▸ Exercise:
Update the listing starting with the line with "Scouting pass: put a marker on the fingertip, one" and going on through the line with "[(26, 177), (19, 261), (302, 320)]". Give only those lines, with "plant or object" replaced by "plant or item" everywhere in them and everything else unchanged.

★ ★ ★ ★

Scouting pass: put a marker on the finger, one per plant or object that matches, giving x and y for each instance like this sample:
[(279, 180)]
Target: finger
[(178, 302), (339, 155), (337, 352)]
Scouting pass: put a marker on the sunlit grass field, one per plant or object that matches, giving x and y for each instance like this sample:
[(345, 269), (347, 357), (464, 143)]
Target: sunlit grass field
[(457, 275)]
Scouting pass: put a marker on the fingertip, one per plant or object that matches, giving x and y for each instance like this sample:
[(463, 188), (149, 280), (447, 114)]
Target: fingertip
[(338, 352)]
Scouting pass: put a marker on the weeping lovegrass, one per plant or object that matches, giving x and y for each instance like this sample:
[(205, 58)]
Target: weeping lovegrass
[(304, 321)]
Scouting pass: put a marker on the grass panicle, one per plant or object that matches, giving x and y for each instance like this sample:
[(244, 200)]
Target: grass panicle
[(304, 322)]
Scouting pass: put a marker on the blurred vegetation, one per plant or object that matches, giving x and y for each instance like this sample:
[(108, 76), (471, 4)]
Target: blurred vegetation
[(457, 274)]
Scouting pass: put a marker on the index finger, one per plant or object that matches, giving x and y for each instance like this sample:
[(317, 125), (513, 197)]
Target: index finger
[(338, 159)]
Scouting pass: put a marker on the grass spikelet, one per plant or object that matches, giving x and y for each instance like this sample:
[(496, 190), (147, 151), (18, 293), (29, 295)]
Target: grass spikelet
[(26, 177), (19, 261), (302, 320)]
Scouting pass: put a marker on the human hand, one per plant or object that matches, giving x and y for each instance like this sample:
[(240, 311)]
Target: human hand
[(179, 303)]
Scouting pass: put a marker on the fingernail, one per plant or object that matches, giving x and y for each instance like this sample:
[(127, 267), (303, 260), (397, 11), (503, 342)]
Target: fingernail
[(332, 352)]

★ ★ ★ ★

▸ Full solution:
Scouting pass: put a marker on the fingertip, one per plant or item that matches, giving x and y for each instance like this sample:
[(463, 188), (149, 280), (447, 114)]
Target: fingertip
[(338, 352)]
Scouting pass: put a marker on the weeping lovegrass, one per plant or item that matches, giving x and y for each instance like this sample:
[(205, 58)]
Target: weeping lovegrass
[(304, 321)]
Scouting pass: put a marker on the grass panicle, one per plant or item that matches, giving x and y for each instance like this sample:
[(244, 200)]
Target: grass panicle
[(304, 322)]
Scouting pass: put a marker on the blurred vegetation, one per plant or item that matches, giving x and y for each instance like this sample:
[(108, 76), (471, 4)]
Target: blurred vegetation
[(457, 274)]
Scouting pass: put a marker on the index finger, one per plant or item that matches, giving x and y for each instance like this sample:
[(317, 125), (513, 197)]
Target: index finger
[(338, 159)]
Scouting pass: put a marker on the grass spikelet, one per plant or item that matches, giving x and y for each instance like this sample:
[(496, 190), (147, 151), (18, 293), (29, 295)]
Target: grass spikelet
[(26, 177), (19, 261), (302, 320)]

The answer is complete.